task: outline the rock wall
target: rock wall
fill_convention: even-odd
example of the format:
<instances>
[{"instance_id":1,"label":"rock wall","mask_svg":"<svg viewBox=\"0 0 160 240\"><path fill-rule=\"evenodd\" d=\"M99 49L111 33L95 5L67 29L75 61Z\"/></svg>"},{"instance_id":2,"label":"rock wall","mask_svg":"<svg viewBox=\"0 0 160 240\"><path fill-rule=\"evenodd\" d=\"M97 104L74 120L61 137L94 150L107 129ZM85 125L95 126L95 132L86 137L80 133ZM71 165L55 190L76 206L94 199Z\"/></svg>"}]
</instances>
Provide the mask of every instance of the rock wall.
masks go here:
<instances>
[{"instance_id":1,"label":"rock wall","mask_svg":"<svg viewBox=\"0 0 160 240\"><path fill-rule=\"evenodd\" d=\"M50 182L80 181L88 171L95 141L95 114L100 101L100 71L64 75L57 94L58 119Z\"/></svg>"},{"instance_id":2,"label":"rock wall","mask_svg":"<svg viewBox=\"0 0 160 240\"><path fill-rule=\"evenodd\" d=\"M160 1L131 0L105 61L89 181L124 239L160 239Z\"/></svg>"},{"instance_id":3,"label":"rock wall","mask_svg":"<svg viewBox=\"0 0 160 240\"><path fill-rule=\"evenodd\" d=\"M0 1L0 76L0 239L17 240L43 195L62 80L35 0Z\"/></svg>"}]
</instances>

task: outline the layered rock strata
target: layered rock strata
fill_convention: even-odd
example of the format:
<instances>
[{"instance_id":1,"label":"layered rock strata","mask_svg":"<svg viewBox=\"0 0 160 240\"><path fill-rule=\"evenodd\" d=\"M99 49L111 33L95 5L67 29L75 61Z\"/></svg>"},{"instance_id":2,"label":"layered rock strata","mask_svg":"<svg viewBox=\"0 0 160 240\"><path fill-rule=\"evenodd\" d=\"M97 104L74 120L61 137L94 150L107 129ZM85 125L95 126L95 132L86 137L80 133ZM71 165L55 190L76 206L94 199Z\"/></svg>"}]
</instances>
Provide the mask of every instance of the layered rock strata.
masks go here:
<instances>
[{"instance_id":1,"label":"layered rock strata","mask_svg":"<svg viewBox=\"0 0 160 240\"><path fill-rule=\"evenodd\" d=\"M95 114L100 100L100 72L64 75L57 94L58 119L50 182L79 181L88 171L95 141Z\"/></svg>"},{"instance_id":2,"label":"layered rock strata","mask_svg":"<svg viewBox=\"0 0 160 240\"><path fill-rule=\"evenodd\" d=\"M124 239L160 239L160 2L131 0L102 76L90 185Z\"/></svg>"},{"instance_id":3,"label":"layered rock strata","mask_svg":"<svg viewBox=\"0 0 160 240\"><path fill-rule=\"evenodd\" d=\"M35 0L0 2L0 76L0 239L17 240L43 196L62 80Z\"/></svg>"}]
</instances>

#####

Count the lines in the records that contain the string "task". Case matters, and the reply should be the number alone.

2